Instructions for the task: Reproduce exactly the lines from the line containing "[indicate] the tan" through the end of the records below, including both ends, and nothing else.

Raw data:
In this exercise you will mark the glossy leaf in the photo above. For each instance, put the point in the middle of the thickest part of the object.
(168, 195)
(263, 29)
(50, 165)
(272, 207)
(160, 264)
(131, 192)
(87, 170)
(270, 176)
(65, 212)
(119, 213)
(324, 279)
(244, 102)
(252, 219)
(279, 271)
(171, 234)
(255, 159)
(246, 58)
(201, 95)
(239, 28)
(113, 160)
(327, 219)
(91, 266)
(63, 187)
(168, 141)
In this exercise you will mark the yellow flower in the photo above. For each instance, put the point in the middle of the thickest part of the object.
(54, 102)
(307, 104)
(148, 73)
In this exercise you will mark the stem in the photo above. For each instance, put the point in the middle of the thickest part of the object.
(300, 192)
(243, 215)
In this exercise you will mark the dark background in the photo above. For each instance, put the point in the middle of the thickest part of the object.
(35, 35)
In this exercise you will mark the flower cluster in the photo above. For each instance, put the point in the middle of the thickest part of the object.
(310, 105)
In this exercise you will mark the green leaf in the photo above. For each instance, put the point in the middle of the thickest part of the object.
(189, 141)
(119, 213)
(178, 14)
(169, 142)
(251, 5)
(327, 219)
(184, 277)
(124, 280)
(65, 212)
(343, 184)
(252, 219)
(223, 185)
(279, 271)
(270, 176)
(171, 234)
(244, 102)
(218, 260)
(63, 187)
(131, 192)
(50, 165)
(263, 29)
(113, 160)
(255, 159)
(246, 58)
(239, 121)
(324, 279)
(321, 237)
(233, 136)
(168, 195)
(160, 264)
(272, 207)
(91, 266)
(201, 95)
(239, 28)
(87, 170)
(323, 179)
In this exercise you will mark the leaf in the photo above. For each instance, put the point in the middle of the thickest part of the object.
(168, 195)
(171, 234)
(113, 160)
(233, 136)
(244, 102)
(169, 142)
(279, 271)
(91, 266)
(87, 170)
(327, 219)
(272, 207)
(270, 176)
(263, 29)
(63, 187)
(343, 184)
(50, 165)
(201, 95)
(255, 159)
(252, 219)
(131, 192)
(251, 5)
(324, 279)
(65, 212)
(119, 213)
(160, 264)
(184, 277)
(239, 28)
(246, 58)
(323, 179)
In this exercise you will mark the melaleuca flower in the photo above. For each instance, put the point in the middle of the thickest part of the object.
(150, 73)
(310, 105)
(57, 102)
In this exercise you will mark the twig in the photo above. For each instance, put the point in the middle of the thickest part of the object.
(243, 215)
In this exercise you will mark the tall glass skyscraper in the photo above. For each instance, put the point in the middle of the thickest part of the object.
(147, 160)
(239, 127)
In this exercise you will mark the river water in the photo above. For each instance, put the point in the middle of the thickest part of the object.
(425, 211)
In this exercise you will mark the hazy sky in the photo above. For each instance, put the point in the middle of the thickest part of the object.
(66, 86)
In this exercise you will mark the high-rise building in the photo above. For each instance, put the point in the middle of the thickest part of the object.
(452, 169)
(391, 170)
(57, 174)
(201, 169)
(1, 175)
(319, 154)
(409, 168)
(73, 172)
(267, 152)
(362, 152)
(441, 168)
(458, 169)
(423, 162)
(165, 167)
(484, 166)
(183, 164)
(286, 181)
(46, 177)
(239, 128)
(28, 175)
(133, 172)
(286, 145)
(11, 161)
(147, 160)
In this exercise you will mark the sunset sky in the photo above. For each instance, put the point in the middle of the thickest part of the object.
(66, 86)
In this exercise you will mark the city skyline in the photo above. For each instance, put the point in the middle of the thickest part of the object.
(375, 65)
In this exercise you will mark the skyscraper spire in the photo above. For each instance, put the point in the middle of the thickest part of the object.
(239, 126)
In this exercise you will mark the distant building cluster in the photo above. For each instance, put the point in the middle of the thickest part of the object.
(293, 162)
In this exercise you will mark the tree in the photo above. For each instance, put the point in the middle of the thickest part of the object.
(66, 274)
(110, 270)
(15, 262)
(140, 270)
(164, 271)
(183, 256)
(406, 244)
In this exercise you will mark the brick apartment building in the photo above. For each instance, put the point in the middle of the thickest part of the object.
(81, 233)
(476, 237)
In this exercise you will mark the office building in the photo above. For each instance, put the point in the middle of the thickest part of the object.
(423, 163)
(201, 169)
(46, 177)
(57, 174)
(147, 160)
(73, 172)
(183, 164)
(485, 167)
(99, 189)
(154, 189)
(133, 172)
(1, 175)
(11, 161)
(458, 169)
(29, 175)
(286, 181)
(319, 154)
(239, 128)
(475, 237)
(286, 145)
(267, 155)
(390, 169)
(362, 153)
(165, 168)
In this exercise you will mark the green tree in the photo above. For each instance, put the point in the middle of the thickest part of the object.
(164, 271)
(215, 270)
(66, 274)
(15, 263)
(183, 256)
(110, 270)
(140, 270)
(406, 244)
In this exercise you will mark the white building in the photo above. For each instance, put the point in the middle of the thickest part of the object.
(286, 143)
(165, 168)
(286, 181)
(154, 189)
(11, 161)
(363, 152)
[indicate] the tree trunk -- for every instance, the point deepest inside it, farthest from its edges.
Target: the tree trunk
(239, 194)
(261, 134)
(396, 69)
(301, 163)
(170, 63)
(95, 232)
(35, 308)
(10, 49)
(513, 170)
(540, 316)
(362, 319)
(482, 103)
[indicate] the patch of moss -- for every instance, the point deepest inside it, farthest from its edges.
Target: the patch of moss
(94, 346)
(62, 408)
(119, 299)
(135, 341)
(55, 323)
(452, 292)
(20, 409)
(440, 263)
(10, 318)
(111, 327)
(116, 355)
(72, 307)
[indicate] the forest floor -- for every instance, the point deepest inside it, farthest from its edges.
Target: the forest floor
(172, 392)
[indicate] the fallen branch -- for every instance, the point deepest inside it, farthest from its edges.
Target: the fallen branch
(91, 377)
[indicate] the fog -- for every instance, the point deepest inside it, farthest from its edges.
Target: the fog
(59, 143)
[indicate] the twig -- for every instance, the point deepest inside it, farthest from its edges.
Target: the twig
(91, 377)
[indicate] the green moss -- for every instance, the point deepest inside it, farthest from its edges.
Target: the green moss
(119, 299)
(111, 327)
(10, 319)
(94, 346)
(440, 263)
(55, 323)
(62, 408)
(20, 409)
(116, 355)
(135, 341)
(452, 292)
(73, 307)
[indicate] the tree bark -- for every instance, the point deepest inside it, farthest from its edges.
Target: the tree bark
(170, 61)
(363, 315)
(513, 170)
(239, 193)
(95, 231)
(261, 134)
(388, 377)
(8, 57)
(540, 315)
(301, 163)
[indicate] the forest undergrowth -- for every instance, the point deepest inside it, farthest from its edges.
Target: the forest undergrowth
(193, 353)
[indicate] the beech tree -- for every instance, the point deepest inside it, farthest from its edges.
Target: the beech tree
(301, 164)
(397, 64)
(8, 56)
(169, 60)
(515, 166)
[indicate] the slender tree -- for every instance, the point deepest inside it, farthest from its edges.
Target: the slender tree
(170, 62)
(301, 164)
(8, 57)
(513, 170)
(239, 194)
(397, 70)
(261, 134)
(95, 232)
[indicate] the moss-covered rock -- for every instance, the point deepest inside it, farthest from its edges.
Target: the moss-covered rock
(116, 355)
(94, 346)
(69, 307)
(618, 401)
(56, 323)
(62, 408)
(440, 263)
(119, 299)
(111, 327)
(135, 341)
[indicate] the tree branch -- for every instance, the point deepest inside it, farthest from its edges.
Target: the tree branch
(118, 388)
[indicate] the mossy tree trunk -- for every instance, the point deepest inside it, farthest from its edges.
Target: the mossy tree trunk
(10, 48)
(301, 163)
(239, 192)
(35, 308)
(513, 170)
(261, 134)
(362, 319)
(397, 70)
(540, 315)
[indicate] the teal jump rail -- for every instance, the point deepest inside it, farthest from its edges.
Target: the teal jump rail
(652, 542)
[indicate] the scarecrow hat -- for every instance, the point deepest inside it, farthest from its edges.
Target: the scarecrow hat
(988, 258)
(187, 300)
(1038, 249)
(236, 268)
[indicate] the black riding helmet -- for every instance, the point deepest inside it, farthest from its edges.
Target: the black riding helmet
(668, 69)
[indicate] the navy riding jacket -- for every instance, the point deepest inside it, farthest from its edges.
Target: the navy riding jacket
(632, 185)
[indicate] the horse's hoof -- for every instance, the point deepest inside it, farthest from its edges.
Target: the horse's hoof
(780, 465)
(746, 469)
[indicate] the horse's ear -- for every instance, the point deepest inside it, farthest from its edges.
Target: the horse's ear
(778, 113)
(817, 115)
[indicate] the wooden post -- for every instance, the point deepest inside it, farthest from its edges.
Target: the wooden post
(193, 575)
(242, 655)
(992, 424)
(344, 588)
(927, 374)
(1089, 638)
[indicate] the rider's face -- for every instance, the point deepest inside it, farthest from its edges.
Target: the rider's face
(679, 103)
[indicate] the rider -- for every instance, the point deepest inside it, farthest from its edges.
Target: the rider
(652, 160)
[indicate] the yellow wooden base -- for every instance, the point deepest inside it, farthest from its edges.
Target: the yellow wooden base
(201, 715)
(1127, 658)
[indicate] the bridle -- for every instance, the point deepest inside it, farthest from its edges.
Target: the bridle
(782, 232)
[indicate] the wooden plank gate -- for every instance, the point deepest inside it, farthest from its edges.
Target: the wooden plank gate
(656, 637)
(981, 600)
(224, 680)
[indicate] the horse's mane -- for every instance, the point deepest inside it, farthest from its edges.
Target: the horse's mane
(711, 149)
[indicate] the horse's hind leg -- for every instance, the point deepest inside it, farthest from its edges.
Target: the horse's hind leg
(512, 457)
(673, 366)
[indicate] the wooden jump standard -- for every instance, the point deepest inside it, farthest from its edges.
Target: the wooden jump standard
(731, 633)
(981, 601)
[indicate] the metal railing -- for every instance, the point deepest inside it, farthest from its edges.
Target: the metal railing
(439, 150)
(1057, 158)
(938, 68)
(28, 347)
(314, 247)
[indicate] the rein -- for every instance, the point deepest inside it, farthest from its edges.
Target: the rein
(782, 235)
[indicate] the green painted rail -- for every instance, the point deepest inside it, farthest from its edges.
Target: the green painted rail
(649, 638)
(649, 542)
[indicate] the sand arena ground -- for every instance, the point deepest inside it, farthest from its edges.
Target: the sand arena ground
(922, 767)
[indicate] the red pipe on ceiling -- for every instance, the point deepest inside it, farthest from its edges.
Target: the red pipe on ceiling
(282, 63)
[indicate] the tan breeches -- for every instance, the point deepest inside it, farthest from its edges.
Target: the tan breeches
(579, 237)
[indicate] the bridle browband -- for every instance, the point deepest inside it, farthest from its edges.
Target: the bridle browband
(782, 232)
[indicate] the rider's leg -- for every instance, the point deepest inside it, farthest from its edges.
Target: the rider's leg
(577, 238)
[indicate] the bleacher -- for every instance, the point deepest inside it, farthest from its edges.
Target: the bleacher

Final result:
[indicate] the tan breeches -- for every instance, the point deepest inside it, farthest from its edges.
Target: the tan breeches
(579, 237)
[indicate] the bridle browband -- for every instance, the point deepest inside it, farthest from its edges.
Target: the bridle browband
(782, 232)
[indicate] the rider's leg -- for every instance, the point deepest inside it, farthest from its edges.
Target: the rider's leg
(577, 238)
[indicate] the bleacher -- for every instance, the point deepest inside it, farthest from its edges.
Target: the bleacher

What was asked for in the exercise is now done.